§ Excerpted passage

Monday, April 11, 2011

Societal acceptance of same-sex marriage will take time

Previously published in the Terre Haute Tribune Star, 7/8/2006

The debate over same-sex marriage is again burning brightly but I suspect with little duration. Just one of a range of issues designed mostly as fodder for the mid-term elections this fall, none of which are pressing issues, especially in war time when our elected officials should be focused on that, nevertheless are put front and center because of their importance to a key political base. Hence, an orgy of political pornography is before us.

The debate over same sex marriage does, however, raise interesting questions and is an opportunity to reflect upon our values, traditions, and beliefs.

Consider this: Is marriage a private or public matter? Matters of the heart are usually considered the most private of matters. But love as the basis for marriage is extremely modern and the institution of marriage is much, much older. Indeed, arranged marriages are still, and have been, the most common worldwide for most of human history. That is because marriage was (and arguably still is) about more than just the happiness of the couple involved.

What is the state’s interest in who marries who? Notice I wrote the “state’s interest”? Religious groups have interests in who marries who. I believe it was Paul, in II Corinthians, who wrote, “be not yoked with unbelievers” referring to who should be marrying who. (Notice the use of a yoke to refer to marriage.)

Does the state have an interest in who marries who? What does the state do in relation to marriage? Marriage is a contract. The ceremony that so many follow today has its roots in antiquity where a public declaration in front of one’s community was the initiation of the contract and others in the community effectively enforced it. Today, the state backs up the contract. Marriage is far easier to get into than to get out of. Myself, I think marriage should be harder to enter into (and the divorce rate would fall as a result). The state’s interest in who marries who can be seen at times of dissolution — divorce and death. The state’s interest is not in the quality of the marriage or how people treat one another, mostly the state is interested in the orderly transmission of property. So, in that sense, what difference does it make if the property holders are of the same-sex or not?

Of course, the state is also interested in regulating sexual behavior. Yup, that most private area of our life, sex, the state has an interest in regulating. Of course, in today’s modern American society, there are relatively few trials for sodomy, adultery is not a crime but can be costly when it is the basis for the dissolution of a state recognized marriage. The state frowns on sex between anyone but married folks and then sets conditions under which one can be married. Recently we saw an attempt in the Indiana legislature to define “unauthorized parentage.” It didn’t get far, but the impetus to equate the state’s interests with moral/religious interests may be increasing.

In the not too distant past, some states forbade the marriage of blacks and whites (that didn’t stop kids from being born but effectively did stop the transmission of property from white fathers to their mixed race children).

Before DNA testing, children born out of wedlock had a tenuous, if any, claim to the property of their fathers. Again, the regulation of one man — one wife, assured the generational transfer of property only to the legally recognized children of the couple, even if father was a prolific progenitor.

Mainstream Judeo-Christian religions are not likely to embrace same-sex marriages any time soon. No one follows the rules of both the New and Old Testament fully. Strike that, perhaps the Amish are our best examples, but most of us gave up on the plain and simple life long ago. Divorce is prohibited in the New Testament, but even the Catholic Church has found a way around that with annulments.

But prejudice against homosexuality is long and deeply seated in the Judeo-Christian world. It is encoded in religious text and it will take a long time, a generation or so, before same-sex marriages are accepted in mainstream Christianity.

So similar to the situation with Catholics; divorced Catholics must settle for a non-Catholic or civil ceremony. The state could recognize same-sex marriages while mainstream religions do not. Doing so, would, however, demonstrate a further loss of political power for organized religion in our secular democracy.

(Records from a collection)
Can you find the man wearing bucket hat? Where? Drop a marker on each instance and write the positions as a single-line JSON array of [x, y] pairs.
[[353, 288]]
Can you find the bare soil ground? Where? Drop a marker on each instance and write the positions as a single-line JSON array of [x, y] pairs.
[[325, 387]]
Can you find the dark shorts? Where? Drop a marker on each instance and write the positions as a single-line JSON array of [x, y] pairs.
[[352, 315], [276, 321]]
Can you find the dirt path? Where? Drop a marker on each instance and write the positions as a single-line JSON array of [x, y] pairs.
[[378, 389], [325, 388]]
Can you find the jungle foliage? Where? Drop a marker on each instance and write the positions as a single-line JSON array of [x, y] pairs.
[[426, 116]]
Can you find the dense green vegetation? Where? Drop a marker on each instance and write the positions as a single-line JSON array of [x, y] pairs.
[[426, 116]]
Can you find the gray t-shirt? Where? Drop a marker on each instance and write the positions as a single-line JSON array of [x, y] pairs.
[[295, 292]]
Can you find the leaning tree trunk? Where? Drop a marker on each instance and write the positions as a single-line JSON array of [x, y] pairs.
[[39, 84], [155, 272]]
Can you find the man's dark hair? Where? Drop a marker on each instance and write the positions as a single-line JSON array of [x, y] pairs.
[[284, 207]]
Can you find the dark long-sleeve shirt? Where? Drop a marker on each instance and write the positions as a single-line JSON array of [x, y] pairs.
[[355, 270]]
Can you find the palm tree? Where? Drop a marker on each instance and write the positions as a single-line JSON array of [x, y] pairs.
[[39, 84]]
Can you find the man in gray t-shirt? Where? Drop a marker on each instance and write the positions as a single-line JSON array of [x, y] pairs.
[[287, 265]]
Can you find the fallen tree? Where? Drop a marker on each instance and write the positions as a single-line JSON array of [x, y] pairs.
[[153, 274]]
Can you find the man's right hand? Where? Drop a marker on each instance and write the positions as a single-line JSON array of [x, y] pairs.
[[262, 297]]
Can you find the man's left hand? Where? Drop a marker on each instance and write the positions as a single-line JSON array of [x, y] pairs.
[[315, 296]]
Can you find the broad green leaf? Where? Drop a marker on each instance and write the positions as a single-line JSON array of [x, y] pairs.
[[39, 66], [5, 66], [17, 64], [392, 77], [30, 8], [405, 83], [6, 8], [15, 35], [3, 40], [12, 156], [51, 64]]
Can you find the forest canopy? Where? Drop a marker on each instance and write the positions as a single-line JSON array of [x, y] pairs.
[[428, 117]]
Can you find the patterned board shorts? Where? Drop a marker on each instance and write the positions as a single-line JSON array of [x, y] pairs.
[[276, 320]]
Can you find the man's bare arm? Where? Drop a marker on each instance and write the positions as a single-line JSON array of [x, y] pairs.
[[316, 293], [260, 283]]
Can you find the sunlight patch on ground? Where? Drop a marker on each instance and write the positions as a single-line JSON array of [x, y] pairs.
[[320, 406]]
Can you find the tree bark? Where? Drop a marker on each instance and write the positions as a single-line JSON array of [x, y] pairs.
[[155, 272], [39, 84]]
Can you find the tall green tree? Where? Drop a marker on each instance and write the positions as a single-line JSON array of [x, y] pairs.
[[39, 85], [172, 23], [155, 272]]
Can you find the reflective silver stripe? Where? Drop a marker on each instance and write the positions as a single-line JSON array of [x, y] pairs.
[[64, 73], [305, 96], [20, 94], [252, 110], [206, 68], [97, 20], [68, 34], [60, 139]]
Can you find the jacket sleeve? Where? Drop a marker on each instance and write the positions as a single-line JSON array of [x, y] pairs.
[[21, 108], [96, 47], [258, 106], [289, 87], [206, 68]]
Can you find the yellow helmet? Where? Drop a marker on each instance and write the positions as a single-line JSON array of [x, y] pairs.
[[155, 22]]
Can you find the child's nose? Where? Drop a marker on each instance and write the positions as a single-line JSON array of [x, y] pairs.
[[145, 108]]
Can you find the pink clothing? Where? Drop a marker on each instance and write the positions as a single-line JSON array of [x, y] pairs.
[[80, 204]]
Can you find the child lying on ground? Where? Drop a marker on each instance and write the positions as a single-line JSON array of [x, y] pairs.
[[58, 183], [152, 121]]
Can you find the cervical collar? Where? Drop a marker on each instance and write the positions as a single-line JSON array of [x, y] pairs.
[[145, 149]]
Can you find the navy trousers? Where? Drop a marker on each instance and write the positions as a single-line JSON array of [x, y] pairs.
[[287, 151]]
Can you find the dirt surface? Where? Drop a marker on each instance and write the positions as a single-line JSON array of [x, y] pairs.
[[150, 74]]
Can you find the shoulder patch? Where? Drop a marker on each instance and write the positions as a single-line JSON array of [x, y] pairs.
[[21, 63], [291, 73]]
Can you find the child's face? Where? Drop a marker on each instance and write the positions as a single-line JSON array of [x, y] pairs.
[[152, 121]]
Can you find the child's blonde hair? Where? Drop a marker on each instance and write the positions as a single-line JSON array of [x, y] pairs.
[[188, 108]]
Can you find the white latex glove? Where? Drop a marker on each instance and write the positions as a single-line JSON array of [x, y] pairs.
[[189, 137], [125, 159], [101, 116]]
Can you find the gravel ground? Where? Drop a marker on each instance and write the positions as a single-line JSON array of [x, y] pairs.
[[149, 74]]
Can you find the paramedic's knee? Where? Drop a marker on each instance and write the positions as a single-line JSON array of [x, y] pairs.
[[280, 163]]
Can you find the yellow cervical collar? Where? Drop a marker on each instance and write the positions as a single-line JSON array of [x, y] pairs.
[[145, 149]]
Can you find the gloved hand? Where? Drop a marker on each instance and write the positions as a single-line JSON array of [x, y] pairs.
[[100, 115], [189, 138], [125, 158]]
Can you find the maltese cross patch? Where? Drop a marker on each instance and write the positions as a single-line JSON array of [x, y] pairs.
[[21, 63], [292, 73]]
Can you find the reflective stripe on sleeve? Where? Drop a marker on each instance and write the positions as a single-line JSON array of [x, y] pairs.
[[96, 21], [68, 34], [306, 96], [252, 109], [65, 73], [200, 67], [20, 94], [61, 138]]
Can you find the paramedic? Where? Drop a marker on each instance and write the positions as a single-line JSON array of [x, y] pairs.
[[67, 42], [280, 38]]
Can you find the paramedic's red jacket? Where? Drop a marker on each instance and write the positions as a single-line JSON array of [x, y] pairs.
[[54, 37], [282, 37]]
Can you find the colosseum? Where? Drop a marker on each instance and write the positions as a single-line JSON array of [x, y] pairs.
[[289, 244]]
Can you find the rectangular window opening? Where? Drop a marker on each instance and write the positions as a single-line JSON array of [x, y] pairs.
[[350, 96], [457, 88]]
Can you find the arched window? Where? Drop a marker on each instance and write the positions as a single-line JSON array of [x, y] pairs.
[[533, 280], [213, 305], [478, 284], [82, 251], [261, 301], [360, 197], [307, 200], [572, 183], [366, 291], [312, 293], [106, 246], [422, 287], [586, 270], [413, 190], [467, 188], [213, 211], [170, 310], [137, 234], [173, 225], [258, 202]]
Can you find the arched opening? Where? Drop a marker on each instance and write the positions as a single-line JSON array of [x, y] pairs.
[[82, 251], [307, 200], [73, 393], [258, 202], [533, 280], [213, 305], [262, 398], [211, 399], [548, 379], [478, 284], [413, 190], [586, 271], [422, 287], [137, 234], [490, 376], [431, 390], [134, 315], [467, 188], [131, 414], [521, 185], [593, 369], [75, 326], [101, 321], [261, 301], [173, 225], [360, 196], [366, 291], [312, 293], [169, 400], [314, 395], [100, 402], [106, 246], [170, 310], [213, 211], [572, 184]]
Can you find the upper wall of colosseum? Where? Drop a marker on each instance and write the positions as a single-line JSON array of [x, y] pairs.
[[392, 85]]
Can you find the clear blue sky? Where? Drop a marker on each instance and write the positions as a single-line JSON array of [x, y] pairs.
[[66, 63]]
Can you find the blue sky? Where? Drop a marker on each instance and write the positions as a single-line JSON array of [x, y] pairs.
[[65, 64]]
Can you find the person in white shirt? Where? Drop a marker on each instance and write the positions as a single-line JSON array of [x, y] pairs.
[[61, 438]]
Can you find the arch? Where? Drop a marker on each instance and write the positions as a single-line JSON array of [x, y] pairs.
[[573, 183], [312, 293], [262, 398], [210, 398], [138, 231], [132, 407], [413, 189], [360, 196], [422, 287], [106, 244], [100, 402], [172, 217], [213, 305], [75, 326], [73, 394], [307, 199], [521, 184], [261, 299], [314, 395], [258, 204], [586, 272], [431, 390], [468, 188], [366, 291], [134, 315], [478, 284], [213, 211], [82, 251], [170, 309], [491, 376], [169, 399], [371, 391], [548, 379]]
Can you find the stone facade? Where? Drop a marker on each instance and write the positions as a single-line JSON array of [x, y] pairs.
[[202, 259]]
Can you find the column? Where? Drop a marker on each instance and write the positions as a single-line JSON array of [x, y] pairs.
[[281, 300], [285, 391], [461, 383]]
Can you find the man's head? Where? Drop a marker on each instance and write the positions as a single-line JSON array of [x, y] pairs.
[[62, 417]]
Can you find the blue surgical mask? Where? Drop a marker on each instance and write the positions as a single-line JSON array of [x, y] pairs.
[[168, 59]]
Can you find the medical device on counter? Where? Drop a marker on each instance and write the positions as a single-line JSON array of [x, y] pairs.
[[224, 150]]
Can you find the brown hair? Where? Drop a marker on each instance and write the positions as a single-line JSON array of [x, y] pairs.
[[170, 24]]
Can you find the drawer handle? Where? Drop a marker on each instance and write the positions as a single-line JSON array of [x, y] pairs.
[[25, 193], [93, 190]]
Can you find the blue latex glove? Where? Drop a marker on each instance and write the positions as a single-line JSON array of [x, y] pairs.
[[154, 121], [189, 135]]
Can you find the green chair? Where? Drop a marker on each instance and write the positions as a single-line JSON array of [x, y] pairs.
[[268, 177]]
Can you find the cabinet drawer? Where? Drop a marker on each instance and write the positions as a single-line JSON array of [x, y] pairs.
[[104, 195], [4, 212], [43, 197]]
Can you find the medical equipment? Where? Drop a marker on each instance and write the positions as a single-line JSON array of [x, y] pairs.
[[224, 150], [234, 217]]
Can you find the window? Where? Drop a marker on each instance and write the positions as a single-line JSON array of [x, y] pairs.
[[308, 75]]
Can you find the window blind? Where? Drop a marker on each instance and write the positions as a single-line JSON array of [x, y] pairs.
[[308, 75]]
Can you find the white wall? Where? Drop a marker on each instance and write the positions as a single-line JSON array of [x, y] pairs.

§ What is required
According to the column on same-sex marriage, what is the state mostly interested in when it comes to marriage?

§ Written answer
The orderly transmission of property.